▸ **Task instructions**
a: According to the passage on hidden religious agendas, what job does Amanda Gefter hold?
b: Rewrite the part of the passage on hidden religious agendas that opens with the words "My recent post" and closes with "to hide it.", putting "political belief" in place of "religious belief".

::: Source passage :::

My recent post Scientific “authority” gave an example of writing which claimed scientific “authority” but was actually religiously motivated – although that was not admitted up-front. I think this is quite common. People will take up a stance, or write articles, in which they are motivated by religious belief – but don’t acknowledge this. Or even attempt to hide it.
A recent short article by Amanda Gefter (How to spot a hidden religious agenda). discusses this problem. She faces it in her job as a book reviews editor at New Scientist: “I often come across so-called science books which after a few pages reveal themselves to be harbouring ulterior motives. I have learned to recognise clues that the author is pushing a religious agenda.” Of course this agenda is often a creationist one. Gefter offers “a few tips for spotting what may be religion in science’s clothing.”

::: Record extracts :::

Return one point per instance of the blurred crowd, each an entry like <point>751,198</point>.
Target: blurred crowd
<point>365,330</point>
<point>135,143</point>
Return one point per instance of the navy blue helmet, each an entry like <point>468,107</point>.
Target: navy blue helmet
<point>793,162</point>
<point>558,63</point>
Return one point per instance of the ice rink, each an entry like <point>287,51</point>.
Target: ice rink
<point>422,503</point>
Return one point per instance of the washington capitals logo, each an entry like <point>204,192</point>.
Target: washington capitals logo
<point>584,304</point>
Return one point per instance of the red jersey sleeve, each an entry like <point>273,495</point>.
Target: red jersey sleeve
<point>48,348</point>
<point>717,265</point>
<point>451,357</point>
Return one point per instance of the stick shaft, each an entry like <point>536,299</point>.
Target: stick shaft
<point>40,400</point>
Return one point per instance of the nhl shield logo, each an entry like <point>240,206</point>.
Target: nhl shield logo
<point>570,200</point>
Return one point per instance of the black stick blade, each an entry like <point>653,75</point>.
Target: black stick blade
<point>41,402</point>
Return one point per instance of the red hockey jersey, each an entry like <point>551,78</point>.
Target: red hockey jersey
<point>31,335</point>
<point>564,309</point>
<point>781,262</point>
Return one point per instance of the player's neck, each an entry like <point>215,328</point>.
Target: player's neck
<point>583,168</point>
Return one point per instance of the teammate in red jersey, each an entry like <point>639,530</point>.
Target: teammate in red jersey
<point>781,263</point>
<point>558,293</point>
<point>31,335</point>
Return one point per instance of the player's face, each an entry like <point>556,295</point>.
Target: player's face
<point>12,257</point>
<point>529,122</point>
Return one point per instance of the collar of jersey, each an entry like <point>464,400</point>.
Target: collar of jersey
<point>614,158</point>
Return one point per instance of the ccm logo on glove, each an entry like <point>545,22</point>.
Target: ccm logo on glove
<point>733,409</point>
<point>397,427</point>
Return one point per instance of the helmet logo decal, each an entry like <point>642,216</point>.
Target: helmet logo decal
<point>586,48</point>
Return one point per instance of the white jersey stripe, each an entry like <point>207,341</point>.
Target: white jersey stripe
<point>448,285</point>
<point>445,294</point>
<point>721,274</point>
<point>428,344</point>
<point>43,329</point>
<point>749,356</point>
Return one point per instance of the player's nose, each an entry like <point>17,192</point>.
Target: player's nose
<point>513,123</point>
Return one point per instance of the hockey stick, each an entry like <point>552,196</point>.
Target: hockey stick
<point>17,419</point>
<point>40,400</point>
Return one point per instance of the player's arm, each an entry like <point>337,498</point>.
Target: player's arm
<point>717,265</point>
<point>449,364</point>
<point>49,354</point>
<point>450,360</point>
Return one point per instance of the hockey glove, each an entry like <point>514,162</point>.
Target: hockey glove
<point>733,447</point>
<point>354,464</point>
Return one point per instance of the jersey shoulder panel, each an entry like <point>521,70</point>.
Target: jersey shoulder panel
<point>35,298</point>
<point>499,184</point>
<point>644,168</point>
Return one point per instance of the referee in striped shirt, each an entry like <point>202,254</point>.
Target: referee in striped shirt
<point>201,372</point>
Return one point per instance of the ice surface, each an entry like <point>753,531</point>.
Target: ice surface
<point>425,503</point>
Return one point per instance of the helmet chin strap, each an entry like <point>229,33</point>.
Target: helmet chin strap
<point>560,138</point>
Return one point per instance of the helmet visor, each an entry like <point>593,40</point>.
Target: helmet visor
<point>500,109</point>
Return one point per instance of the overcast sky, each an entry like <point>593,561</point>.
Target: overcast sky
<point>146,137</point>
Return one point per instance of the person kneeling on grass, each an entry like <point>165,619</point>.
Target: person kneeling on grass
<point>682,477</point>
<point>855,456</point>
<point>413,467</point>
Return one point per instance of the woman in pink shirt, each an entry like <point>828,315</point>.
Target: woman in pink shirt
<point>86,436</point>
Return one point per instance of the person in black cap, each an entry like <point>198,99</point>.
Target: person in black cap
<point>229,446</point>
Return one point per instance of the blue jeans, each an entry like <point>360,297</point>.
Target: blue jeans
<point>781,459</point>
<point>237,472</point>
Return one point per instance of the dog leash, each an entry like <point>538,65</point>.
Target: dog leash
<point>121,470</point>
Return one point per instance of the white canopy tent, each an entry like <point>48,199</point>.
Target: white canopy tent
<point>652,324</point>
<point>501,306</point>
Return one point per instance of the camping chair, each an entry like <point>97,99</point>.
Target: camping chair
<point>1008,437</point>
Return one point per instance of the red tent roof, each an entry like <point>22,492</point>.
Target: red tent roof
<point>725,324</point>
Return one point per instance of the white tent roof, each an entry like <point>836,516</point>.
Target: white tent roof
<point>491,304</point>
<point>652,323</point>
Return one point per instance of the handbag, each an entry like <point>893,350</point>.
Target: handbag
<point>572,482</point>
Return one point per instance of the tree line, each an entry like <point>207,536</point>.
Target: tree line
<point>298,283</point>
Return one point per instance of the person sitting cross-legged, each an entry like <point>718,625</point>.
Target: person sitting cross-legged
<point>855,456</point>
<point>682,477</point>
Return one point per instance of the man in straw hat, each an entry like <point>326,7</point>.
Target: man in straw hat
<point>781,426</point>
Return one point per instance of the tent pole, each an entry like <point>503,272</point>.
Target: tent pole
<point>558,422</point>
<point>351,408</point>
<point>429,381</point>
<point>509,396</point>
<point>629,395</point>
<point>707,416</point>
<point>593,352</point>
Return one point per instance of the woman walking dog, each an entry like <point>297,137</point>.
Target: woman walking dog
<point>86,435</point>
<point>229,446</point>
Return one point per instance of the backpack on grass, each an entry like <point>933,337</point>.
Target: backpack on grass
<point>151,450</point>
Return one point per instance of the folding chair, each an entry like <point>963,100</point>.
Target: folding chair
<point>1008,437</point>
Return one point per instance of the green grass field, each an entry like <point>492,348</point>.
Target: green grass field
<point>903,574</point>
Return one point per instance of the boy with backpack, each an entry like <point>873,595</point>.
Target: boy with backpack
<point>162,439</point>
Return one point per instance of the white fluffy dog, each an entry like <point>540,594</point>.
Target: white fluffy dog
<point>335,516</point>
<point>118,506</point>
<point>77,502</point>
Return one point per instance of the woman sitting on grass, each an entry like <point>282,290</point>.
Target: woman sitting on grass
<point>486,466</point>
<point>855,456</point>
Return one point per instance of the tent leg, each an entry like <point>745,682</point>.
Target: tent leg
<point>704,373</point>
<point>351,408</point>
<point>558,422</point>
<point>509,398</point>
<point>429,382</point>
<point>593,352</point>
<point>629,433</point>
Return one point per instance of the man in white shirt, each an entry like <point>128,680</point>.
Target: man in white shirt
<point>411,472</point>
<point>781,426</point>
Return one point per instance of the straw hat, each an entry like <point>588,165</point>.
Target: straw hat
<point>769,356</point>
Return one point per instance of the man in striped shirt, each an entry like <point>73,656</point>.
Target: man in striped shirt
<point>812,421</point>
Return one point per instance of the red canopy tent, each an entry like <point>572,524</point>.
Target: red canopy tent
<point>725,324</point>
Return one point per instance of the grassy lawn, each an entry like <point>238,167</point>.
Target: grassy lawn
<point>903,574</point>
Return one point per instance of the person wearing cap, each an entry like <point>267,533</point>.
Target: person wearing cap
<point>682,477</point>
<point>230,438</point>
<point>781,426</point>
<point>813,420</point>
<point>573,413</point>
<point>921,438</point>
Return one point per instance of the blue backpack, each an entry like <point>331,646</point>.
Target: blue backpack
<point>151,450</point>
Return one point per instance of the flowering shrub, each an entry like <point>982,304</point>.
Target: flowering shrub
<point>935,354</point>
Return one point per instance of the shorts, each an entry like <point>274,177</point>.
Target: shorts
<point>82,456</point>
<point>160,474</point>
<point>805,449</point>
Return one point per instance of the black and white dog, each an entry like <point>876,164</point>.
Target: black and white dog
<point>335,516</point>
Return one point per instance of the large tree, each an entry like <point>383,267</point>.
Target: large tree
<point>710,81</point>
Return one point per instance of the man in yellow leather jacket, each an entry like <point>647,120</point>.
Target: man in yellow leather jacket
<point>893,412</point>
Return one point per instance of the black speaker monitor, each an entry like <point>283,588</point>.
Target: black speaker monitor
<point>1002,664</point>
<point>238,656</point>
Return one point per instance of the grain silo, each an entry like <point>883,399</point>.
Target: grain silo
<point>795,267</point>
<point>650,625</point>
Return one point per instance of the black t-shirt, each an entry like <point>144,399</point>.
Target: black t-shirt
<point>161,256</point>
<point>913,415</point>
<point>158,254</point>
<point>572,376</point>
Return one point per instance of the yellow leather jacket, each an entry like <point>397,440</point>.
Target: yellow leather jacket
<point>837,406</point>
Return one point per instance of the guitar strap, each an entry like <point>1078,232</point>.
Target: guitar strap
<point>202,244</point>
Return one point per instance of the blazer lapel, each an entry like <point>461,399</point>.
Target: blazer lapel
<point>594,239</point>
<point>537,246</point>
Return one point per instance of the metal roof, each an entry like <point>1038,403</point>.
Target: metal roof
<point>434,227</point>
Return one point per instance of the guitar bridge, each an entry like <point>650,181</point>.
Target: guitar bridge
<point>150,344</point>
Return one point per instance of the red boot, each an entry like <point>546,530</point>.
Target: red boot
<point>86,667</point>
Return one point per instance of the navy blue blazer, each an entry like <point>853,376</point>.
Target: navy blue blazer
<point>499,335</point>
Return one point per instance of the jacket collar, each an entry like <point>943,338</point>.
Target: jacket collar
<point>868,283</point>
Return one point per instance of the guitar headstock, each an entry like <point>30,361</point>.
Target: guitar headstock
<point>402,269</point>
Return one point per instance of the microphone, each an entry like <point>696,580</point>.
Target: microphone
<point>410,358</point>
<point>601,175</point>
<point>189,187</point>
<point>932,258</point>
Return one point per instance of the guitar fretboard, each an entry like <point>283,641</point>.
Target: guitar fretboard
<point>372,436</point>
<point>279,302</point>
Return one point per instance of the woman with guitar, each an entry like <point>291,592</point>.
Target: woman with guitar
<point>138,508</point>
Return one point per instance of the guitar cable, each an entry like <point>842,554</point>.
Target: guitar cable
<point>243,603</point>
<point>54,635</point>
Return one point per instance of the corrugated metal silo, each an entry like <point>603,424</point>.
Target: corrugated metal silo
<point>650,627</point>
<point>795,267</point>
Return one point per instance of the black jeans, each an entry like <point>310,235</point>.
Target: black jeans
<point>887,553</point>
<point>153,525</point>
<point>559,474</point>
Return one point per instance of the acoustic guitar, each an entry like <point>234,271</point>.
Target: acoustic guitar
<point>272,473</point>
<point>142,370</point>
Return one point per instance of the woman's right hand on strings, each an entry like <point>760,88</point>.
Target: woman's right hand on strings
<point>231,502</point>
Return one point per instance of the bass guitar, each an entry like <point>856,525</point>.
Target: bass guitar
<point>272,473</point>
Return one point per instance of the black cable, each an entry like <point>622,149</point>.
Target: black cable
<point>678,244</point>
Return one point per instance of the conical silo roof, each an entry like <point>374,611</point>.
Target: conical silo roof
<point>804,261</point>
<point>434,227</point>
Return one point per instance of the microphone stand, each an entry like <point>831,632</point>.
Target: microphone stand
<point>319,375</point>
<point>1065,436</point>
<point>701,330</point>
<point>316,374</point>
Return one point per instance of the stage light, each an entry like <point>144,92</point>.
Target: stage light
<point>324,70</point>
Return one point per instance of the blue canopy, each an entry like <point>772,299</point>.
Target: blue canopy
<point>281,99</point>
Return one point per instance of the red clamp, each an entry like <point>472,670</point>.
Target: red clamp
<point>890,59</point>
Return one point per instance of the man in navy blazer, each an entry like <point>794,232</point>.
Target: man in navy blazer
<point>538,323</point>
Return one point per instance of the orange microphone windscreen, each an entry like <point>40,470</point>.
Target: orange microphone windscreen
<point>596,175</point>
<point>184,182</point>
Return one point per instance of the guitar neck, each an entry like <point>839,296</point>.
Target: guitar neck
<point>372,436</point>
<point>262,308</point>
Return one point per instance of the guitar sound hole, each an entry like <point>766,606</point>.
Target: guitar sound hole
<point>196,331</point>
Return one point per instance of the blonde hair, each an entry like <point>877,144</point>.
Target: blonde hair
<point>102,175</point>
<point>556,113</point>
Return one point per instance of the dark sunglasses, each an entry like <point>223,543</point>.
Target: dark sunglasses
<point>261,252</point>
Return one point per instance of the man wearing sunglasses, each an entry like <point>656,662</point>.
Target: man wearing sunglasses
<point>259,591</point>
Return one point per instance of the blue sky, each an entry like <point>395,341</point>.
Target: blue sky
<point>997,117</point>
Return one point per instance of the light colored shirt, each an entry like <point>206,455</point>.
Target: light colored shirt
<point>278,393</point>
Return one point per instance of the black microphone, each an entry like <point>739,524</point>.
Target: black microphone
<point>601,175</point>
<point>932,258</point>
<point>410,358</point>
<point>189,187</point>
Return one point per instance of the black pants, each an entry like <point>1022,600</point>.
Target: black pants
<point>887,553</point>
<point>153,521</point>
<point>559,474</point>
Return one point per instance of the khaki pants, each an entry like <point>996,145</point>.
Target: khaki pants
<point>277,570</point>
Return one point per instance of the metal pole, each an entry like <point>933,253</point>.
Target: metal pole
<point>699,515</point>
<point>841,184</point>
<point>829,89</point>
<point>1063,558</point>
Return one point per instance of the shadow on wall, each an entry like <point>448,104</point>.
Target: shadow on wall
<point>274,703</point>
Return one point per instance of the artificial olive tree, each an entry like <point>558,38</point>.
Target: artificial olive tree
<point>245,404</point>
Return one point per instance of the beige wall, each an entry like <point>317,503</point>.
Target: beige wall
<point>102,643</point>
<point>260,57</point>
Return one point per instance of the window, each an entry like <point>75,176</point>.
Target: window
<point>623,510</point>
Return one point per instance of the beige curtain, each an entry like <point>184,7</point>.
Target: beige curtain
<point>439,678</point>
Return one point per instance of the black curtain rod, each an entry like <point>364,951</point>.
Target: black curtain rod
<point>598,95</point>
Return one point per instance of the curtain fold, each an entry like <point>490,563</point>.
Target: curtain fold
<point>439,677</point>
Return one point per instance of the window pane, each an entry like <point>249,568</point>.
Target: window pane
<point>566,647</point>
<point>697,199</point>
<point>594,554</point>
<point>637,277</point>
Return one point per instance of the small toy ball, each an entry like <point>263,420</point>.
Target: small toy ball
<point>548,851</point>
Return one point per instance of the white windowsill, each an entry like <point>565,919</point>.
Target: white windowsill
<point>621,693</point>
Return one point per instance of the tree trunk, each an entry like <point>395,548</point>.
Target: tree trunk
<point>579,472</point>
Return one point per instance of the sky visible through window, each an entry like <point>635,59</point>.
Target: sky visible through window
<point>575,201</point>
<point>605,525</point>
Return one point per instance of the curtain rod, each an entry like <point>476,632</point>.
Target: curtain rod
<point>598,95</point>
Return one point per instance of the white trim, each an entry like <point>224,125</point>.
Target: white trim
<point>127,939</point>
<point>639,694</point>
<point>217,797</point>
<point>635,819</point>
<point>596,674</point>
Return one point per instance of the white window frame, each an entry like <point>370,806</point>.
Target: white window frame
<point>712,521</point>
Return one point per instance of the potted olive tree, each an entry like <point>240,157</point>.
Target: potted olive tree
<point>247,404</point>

:::

▸ **Expected responses**
a: She is a book reviews editor at New Scientist.

b:
My recent post Scientific “authority” gave an example of writing which claimed scientific “authority” but was actually religiously motivated – although that was not admitted up-front. I think this is quite common. People will take up a stance, or write articles, in which they are motivated by political belief – but don’t acknowledge this. Or even attempt to hide it.